Alles Süße mundet den meisten Ameisen trefflich, alles was übel riecht, rühren sie nicht an – genau wie die Menschen. Sie hassen also die Exkremente aller Fleischfresser, dagegen lieben sie Honig, süße Harze und alle möglichen süßen pflanzlichen Ausscheidungen; sie nehmen solch süße Ausscheidungen auch von andern Tieren, wie von Blattläusen, Zirpen und Raupen. Im Grunde ist diese Nahrung ja auch eine pflanzliche, die freilich durch einen fremden Tierkörper erst durchgegangen ist.

 

An rein pflanzlicher Nahrung werden Samen bevorzugt, auch Früchte. Ganz einseitig in ihrer Nahrung sind neben den Termitenjägerinnen einige Arten des tropischen Amerika, die Pilze züchten und sich ausschließlich davon ernähren. Auch die Honigameisen. Diese Arten, wie auch manche Jägervölker, sammeln in Vorratskammern große Mengen von Nahrungsmitteln an, die es ihnen ermöglichen, magere Zeiten zu überstehen. Eine solche Vorratskammer im kleinen trägt freilich stets jede Emse bei sich: ihren Kropfmagen. Wenn eine Ameise Nahrung zu sich nimmt, so nährt sie damit doch noch nicht sich selbst; das ist erst dann der Fall, wenn sie den Verschluß ihres Kropfmagens öffnet und von ihm ein wenig Nahrung in ihren eigentlichen, den Privatmagen übertreten läßt. Der Kropfmagen ist nichts anders, als ein Marktkorb, ein Lebensmittelsack, vergleichbar den Backentaschen der Affen. Mit dem Unterschied jedoch, daß der Affe in seinen Taschen die Speisen aufbewahrt, welche er nicht rasch genug kauen kann – die er aber gewiß sich selbst einverleibt, sowie er nur Zeit dazu hat. Der Kropfmagen der Ameise aber dient nur zum geringsten Teile der eigenen Ernährung: er gehört dem ganzen Volke. Es ist ein sozialer Magen, oder besser ein nationaler Magen, denn nur in seltenen Fällen – und dann zum Schaden des Volkes – werden aus ihm andere Geschöpfe, als Volksgenossen, gefüttert. Die Ameise nimmt sehr viel Nahrung zu sich, gebraucht davon aber für sich nur das allernotwendigste, so wenig, daß sie eigentlich immer hungrig ist. Ihr nationales Bewußtsein ist so stark, daß sie sich selbst stets hinter das Wohl des Volkes zurücksetzt.
────────────────
ARBEITSANWEISUNG 1
Wie viele Zeilen der Einträge enthalten die Zeichenfolge „pole“? Gib nur die Zahl an und beachte die Groß- und Kleinschreibung.

Beispiele für Punktmarkierungen
────────────────
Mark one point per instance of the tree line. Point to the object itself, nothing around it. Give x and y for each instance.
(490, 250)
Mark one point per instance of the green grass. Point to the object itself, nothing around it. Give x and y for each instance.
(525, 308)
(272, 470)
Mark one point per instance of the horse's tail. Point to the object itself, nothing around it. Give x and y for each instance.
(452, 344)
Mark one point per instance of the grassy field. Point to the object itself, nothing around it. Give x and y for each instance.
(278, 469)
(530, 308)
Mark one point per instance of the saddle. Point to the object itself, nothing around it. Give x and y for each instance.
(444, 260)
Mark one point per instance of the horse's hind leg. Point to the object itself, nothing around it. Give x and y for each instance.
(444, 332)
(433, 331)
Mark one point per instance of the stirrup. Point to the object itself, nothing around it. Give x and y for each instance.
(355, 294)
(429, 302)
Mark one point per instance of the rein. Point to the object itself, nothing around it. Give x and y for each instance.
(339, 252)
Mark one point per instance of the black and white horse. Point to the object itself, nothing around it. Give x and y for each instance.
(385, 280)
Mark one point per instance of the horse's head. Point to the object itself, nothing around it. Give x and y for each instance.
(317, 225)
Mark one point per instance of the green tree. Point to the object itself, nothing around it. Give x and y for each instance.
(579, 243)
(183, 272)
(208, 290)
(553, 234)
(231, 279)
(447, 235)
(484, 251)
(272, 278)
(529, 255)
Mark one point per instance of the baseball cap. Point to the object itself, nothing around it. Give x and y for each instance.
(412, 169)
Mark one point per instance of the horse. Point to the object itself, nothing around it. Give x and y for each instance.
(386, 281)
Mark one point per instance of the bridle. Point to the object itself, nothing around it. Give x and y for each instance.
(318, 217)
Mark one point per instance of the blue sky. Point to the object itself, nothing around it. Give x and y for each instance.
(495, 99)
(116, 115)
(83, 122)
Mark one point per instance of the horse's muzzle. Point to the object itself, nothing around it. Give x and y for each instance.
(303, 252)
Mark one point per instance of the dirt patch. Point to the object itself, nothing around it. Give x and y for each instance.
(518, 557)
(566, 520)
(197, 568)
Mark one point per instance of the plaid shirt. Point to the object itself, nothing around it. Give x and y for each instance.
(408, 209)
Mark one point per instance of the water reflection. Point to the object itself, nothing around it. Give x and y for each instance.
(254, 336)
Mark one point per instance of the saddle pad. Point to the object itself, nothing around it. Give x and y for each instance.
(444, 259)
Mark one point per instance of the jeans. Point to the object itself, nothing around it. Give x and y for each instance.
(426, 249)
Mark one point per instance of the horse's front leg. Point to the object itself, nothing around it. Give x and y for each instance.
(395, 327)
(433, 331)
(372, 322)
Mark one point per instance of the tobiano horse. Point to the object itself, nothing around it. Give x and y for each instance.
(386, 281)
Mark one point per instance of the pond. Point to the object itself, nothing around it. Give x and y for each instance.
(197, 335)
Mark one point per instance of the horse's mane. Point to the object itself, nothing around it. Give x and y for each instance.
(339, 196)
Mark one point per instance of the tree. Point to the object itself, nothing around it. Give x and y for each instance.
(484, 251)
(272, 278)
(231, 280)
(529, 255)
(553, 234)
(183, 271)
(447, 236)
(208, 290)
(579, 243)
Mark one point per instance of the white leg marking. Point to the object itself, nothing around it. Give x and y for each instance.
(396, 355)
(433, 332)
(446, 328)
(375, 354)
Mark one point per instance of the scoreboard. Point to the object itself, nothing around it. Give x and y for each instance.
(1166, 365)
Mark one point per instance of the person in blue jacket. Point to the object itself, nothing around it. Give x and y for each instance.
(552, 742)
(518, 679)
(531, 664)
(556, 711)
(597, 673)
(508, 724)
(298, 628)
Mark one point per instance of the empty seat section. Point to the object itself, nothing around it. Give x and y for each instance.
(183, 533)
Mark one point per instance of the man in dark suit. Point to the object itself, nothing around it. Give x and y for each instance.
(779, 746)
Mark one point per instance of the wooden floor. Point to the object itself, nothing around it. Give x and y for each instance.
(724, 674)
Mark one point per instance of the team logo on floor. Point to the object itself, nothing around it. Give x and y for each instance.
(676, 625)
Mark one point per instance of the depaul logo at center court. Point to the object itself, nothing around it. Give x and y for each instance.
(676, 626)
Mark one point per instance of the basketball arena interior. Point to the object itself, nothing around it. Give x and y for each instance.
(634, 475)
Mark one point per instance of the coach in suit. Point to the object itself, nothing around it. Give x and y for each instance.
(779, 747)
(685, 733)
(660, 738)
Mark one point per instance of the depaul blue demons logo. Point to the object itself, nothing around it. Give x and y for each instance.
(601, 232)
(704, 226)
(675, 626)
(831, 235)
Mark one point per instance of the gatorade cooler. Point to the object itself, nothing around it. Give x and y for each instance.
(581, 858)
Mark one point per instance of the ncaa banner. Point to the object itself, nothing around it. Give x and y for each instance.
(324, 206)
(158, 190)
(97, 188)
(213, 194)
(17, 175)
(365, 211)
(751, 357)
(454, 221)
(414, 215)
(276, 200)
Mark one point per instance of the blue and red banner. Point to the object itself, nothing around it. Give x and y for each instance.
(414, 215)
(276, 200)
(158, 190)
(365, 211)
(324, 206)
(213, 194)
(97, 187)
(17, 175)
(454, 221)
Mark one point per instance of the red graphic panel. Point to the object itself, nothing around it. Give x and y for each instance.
────────────────
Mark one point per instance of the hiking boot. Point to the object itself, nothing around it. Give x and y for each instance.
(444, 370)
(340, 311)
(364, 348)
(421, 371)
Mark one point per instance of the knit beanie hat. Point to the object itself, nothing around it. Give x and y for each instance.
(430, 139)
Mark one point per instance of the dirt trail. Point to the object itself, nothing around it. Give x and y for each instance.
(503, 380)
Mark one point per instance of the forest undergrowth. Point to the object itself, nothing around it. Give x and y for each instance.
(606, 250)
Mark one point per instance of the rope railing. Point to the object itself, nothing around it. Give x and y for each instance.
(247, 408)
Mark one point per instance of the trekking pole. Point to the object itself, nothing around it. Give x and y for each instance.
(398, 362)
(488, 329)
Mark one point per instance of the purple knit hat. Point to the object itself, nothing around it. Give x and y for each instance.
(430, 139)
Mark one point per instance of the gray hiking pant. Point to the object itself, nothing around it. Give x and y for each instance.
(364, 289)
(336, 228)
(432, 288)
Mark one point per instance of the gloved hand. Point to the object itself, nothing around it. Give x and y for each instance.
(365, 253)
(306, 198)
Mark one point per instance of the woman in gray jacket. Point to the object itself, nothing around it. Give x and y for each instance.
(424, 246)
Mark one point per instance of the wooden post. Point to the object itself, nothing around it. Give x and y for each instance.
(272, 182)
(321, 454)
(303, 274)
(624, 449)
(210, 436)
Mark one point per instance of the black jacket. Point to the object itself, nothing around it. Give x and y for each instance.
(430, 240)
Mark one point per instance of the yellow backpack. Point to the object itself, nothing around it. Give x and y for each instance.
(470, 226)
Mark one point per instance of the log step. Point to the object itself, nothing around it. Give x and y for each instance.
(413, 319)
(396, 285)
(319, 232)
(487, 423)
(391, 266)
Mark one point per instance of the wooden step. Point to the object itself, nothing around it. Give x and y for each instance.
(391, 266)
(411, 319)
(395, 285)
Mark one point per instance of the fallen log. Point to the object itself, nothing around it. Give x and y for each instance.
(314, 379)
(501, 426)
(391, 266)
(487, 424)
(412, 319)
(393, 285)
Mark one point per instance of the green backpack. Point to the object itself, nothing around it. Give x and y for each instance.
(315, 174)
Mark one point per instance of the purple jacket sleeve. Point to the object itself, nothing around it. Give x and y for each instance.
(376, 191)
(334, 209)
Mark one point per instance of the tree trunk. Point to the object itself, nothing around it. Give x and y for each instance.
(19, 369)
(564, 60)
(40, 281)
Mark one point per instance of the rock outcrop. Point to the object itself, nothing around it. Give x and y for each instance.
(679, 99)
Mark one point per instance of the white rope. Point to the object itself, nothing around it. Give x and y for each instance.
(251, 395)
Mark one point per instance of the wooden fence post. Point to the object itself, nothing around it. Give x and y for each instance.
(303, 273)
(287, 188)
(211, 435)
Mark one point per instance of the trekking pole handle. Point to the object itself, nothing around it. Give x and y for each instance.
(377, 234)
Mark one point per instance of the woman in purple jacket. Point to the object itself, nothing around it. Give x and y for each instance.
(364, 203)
────────────────
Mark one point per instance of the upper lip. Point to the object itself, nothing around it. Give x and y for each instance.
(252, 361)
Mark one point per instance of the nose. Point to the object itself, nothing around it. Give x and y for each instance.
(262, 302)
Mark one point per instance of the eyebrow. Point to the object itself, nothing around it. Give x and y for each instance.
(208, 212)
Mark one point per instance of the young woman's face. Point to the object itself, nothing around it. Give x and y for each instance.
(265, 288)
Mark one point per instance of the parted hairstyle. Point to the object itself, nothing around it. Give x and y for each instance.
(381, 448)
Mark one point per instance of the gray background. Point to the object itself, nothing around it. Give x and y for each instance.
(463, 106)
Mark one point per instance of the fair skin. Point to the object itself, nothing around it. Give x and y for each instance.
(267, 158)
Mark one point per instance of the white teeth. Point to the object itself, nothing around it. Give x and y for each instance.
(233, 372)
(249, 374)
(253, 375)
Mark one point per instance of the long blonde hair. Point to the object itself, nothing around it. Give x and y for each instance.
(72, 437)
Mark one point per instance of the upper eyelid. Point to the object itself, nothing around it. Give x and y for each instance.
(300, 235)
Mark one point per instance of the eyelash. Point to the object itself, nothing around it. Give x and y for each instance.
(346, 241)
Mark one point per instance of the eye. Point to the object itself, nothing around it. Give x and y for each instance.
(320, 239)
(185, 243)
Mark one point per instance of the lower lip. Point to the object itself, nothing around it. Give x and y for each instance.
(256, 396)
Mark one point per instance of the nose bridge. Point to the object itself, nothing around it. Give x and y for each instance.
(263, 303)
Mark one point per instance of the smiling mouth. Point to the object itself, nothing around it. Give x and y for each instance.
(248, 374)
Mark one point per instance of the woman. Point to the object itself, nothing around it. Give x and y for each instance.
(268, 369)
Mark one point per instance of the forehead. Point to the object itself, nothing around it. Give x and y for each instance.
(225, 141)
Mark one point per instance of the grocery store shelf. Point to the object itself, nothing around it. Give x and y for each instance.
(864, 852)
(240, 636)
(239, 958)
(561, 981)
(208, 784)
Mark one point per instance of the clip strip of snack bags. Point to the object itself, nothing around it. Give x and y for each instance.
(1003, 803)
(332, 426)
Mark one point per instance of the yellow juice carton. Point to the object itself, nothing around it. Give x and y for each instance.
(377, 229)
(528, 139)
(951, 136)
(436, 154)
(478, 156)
────────────────
ARBEITSANWEISUNG 2
Welche Ausscheidungen hassen die Ameisen laut dem Text über die Ameisennahrung?

ERWARTETE ANTWORT 1
2

ERWARTETE ANTWORT 2
Die Exkremente aller Fleischfresser.